» Stated exercise: Reproduce verbatim the items below from the line containing "Please identify the wooden" through the end of the items, including both of those lines.

[Excerpt from a dataset]
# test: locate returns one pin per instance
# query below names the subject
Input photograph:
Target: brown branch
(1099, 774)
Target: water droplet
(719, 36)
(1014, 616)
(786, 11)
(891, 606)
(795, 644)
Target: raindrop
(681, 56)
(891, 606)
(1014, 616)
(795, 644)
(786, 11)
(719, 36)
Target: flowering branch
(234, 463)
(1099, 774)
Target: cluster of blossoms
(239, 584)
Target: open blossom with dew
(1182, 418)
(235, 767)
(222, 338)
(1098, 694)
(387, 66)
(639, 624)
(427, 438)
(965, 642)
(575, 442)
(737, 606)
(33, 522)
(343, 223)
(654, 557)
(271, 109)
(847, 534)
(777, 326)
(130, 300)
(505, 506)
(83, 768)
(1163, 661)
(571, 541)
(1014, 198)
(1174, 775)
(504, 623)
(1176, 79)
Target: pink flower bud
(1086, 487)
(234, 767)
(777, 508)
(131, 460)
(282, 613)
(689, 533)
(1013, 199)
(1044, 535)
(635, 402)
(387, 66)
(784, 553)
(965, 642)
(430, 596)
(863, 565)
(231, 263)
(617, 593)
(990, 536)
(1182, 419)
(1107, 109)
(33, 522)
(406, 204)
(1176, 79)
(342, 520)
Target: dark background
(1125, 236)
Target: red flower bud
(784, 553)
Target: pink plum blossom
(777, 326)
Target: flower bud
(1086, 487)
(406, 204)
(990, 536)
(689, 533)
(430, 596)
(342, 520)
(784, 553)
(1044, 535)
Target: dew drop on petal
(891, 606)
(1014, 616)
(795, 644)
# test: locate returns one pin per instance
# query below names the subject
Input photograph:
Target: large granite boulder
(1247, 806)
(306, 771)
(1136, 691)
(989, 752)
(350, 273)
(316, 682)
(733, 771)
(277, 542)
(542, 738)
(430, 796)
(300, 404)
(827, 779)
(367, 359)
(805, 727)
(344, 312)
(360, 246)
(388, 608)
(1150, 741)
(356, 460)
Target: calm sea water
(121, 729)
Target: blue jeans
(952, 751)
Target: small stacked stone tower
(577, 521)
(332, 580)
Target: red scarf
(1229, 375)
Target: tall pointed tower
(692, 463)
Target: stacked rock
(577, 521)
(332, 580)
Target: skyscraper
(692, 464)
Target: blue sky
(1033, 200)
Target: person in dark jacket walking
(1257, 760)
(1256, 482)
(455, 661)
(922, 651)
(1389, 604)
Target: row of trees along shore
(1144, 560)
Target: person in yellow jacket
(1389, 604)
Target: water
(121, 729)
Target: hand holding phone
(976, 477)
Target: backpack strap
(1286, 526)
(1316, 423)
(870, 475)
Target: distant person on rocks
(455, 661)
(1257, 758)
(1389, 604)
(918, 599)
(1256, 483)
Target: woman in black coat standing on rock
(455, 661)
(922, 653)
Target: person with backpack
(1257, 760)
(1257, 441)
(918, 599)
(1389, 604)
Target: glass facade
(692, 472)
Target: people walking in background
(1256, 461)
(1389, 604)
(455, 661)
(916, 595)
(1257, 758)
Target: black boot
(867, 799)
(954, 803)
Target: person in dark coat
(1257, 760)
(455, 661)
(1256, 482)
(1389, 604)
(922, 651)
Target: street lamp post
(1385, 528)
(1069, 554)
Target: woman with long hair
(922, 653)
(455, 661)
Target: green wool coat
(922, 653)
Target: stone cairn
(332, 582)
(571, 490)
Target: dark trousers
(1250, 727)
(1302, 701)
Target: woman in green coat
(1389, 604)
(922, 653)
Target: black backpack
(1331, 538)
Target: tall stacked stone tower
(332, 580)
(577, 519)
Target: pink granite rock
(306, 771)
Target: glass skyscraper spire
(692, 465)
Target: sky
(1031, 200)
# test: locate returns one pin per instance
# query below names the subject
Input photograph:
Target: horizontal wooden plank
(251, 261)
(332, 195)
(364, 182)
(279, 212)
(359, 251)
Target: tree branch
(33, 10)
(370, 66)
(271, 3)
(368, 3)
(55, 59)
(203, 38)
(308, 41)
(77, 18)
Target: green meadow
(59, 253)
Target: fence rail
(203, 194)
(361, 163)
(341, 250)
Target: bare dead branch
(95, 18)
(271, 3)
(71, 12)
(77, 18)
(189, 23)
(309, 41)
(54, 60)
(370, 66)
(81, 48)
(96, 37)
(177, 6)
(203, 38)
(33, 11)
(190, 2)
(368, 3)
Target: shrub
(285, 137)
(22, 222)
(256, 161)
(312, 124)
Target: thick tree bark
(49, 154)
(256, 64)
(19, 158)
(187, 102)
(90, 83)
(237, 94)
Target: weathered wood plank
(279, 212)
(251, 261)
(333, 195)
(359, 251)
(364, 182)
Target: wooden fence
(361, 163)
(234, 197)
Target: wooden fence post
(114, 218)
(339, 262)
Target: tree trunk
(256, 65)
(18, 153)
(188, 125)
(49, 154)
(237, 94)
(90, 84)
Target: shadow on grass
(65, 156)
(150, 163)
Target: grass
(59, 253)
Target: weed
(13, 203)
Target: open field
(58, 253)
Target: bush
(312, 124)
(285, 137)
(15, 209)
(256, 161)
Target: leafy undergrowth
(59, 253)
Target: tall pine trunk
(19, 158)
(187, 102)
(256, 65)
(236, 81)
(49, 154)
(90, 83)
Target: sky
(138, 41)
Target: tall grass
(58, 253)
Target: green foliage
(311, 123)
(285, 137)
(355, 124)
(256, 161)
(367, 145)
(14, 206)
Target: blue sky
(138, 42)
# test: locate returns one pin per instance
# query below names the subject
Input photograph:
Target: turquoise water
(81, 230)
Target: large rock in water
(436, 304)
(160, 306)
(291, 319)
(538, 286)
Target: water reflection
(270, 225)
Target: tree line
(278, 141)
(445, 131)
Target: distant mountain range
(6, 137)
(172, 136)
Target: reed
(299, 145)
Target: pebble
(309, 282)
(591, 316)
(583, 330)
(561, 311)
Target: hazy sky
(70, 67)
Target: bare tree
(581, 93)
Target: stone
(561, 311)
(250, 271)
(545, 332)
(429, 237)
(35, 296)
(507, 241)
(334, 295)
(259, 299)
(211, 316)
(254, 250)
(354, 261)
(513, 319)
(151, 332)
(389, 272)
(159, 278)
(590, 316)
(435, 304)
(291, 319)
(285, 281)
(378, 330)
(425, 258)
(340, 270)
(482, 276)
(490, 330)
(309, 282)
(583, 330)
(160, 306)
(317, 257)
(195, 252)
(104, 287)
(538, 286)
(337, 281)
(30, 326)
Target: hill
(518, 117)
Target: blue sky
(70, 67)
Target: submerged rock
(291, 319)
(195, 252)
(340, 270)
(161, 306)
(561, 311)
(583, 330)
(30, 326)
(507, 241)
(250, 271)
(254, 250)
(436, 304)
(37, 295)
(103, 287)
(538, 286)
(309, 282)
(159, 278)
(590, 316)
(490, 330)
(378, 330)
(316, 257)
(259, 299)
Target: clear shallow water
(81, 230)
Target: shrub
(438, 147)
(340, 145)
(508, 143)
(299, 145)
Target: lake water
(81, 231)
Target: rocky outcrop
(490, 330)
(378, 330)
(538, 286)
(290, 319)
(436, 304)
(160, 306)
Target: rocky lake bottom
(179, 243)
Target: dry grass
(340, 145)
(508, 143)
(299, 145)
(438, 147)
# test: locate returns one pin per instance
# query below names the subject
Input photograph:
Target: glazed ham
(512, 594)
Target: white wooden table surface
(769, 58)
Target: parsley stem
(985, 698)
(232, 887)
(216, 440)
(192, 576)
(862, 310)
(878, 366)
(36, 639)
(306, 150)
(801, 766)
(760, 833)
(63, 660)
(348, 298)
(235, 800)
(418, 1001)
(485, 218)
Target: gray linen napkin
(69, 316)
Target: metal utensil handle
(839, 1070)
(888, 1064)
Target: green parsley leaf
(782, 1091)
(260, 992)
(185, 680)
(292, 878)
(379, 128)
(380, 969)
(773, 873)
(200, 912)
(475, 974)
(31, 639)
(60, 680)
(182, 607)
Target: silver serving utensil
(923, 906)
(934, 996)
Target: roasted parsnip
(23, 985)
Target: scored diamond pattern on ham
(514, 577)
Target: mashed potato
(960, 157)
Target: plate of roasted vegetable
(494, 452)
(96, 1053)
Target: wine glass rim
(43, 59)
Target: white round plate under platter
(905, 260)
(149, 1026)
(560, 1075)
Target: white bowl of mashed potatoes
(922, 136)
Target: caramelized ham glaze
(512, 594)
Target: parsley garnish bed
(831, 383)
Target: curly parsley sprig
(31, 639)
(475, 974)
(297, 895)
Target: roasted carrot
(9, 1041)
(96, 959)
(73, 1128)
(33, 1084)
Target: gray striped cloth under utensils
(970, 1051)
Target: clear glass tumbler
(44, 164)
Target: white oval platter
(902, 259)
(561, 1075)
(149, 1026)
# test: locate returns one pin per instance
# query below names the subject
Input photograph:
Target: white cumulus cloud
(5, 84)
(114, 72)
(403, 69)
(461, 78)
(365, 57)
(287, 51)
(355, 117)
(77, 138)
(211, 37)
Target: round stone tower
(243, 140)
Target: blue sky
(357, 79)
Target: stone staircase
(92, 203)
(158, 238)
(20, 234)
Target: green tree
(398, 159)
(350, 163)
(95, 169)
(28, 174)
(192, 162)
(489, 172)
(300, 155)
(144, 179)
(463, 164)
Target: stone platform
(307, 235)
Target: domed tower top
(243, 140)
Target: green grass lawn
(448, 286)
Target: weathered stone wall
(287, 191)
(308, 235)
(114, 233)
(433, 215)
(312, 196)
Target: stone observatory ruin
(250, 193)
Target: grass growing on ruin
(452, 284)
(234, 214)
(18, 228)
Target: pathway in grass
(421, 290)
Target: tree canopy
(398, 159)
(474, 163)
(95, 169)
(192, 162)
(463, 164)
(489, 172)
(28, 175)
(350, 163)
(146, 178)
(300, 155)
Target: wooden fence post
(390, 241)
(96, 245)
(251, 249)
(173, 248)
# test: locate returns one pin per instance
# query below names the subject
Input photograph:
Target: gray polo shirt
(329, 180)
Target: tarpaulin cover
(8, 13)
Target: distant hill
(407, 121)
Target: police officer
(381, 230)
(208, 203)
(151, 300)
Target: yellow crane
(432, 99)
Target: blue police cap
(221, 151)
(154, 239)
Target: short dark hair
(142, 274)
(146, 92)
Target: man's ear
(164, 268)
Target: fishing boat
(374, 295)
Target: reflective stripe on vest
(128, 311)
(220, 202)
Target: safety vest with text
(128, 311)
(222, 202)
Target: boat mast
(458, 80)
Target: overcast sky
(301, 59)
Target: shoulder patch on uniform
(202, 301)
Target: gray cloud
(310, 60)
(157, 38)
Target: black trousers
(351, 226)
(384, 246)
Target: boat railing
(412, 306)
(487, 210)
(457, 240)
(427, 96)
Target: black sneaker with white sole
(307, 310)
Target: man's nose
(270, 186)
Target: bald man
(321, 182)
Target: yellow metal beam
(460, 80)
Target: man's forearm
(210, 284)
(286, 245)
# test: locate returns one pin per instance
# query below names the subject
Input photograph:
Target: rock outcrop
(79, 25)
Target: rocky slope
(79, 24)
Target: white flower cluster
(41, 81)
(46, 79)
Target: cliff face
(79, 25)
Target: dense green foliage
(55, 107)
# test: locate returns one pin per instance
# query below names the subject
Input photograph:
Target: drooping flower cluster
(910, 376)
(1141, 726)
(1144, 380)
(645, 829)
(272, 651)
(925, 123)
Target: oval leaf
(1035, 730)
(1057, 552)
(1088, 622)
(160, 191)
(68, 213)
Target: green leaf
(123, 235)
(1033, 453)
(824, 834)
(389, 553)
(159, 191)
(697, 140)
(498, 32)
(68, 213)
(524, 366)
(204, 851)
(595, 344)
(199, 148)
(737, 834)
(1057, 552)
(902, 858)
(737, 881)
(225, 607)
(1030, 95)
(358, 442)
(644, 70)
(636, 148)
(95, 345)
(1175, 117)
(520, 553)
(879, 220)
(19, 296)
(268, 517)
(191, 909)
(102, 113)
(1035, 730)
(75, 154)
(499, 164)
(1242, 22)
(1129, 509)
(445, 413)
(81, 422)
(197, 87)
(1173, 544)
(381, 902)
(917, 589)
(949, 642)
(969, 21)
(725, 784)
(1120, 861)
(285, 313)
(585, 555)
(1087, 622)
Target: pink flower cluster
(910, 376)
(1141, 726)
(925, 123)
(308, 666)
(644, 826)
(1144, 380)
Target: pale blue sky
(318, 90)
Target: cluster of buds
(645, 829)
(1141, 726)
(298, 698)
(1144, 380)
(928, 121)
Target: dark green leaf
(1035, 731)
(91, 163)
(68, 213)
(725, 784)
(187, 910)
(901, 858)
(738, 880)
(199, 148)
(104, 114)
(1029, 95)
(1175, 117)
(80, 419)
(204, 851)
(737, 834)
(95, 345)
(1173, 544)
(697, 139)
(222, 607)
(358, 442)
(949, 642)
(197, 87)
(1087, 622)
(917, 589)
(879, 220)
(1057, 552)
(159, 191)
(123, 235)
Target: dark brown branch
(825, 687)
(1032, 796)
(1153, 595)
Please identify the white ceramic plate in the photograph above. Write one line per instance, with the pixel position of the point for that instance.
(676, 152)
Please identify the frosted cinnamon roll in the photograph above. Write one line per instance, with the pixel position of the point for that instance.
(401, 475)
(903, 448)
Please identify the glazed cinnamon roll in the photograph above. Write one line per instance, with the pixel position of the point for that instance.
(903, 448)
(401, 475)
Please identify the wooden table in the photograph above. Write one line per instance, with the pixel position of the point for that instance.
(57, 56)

» Result of the exercise:
Please identify the wooden table in the photograph above. Write one line per instance, with the pixel position of the point for that instance.
(57, 56)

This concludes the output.